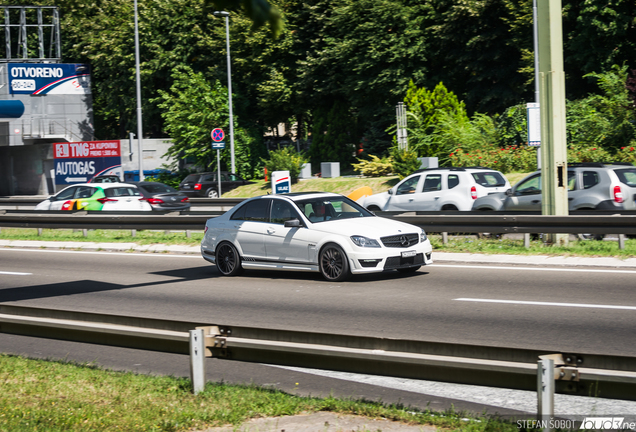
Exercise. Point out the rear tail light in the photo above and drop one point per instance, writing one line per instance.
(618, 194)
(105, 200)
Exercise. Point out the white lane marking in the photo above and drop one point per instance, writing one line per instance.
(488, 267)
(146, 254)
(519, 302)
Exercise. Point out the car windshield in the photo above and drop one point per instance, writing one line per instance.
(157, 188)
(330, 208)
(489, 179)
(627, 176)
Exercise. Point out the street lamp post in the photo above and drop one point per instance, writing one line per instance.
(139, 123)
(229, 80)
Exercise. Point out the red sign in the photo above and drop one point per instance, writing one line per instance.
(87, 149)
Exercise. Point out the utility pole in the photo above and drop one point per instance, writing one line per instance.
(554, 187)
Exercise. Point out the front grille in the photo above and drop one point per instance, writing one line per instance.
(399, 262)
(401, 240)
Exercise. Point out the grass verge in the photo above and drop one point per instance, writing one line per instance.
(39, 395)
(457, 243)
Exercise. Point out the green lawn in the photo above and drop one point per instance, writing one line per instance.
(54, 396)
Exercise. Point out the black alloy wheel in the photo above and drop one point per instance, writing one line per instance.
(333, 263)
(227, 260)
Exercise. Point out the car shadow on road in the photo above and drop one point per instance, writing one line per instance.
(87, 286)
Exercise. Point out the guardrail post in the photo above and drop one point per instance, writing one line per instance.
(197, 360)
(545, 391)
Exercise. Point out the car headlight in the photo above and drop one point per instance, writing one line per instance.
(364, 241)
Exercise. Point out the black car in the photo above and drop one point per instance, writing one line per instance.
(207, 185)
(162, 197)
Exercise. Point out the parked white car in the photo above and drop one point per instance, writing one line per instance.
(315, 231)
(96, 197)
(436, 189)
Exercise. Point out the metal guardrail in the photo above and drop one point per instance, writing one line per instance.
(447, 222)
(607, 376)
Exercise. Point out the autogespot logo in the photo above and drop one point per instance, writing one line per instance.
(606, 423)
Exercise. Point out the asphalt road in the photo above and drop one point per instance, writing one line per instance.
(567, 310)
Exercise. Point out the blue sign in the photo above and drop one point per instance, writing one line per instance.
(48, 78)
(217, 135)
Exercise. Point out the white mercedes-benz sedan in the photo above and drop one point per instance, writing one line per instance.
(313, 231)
--------------------
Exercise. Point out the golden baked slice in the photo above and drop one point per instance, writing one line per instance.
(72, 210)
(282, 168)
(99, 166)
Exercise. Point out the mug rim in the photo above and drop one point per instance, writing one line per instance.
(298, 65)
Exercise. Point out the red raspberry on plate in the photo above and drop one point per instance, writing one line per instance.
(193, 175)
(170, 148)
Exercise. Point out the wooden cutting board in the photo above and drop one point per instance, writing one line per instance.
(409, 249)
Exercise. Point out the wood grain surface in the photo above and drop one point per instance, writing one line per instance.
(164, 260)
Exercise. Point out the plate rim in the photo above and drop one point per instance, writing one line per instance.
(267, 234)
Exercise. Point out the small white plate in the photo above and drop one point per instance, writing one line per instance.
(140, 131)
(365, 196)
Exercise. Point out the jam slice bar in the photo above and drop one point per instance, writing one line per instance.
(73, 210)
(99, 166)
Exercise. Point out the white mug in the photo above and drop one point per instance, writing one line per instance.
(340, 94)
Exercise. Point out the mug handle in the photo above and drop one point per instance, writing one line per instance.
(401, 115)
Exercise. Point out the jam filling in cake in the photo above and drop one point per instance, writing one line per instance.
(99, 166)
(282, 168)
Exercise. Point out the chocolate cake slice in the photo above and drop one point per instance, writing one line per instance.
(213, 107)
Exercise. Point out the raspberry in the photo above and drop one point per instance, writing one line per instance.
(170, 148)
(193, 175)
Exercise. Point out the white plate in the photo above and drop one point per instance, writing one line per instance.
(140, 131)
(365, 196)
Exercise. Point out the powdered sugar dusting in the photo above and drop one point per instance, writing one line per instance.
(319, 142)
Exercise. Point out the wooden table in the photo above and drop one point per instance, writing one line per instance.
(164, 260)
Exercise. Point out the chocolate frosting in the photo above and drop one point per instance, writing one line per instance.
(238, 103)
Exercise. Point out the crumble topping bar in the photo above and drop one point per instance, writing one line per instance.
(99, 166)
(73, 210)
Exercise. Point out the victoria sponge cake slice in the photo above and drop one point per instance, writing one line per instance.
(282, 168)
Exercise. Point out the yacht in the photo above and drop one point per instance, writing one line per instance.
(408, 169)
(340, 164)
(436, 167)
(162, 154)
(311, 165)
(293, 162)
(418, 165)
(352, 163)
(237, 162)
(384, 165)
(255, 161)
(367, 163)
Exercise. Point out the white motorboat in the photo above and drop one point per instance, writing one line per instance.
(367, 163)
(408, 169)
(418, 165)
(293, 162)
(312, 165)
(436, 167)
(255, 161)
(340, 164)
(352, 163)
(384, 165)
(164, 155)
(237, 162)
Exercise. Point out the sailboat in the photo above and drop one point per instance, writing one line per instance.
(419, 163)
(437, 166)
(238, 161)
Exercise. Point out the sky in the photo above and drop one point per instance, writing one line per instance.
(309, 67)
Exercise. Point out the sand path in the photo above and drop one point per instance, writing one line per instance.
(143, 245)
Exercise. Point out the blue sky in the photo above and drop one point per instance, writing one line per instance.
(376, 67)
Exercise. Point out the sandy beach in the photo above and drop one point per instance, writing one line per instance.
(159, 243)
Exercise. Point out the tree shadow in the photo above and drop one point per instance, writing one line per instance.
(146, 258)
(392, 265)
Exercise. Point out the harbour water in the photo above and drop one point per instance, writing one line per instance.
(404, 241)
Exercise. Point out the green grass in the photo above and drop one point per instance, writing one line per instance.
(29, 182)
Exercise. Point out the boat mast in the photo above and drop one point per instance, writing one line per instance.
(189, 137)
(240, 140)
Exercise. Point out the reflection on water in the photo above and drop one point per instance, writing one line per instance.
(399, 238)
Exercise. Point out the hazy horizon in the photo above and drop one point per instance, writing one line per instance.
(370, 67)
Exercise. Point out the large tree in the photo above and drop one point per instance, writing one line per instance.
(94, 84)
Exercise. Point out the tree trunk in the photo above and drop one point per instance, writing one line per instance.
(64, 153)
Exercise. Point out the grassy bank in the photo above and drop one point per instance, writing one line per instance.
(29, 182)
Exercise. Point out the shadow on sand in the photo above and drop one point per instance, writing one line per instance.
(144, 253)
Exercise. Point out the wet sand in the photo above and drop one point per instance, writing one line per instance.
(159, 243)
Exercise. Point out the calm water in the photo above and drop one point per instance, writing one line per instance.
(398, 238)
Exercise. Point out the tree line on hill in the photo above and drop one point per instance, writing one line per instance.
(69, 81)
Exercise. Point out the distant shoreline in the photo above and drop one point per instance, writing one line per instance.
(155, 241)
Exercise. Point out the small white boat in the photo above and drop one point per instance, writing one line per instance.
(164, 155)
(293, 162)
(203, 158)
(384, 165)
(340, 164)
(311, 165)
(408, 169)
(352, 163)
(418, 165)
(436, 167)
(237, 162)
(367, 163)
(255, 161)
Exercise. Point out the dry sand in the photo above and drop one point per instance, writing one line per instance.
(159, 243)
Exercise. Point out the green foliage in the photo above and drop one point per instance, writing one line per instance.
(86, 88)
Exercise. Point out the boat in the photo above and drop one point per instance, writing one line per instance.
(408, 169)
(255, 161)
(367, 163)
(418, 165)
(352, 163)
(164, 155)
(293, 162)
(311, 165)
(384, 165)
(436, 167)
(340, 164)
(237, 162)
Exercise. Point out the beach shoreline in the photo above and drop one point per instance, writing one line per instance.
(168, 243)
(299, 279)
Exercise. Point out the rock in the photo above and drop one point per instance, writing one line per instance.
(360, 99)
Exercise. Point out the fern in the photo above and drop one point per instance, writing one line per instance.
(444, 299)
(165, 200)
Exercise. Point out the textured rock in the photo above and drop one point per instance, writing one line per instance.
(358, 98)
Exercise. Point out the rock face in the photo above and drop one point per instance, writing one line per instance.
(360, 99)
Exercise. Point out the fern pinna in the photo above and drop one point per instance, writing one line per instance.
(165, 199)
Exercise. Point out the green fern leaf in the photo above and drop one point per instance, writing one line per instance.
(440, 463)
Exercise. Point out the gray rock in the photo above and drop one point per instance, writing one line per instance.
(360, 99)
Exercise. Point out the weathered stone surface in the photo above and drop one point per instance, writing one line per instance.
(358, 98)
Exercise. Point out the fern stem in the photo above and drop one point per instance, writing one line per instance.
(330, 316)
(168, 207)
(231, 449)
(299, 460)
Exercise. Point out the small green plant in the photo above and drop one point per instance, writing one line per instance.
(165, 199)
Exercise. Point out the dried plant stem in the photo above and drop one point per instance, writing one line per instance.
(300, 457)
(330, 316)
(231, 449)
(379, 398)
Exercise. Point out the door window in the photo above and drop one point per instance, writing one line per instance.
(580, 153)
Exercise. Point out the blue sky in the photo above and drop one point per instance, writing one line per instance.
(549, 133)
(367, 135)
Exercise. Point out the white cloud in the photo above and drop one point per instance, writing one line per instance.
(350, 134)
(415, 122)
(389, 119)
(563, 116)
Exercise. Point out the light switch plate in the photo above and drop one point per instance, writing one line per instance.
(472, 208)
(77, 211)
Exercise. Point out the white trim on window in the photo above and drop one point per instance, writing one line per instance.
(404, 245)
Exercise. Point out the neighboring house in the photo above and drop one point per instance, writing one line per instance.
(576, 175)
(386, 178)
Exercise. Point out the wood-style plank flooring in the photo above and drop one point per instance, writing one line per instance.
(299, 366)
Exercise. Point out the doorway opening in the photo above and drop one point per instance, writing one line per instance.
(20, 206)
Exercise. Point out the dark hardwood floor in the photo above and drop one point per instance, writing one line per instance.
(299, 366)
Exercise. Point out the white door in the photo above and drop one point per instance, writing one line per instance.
--------------------
The task: From the material above, set down exactly the lines starting at the one with "Exercise. Point out the wood-style" and ending at the one with "Exercise. Point out the white door", end lines included.

Output:
Exercise. Point out the wood-style plank flooring in the photo above and drop one point per instance, writing one line per instance.
(299, 366)
Exercise. Point out the doorway opening in the photo above and drop one point per instance, writing one line per instance.
(20, 206)
Exercise. Point out the dark hardwood floor in the photo above and drop one point per instance, writing one line per instance.
(299, 366)
Exercise. Point out the white door in the photo above and drop one point per instance, writing one line per instance.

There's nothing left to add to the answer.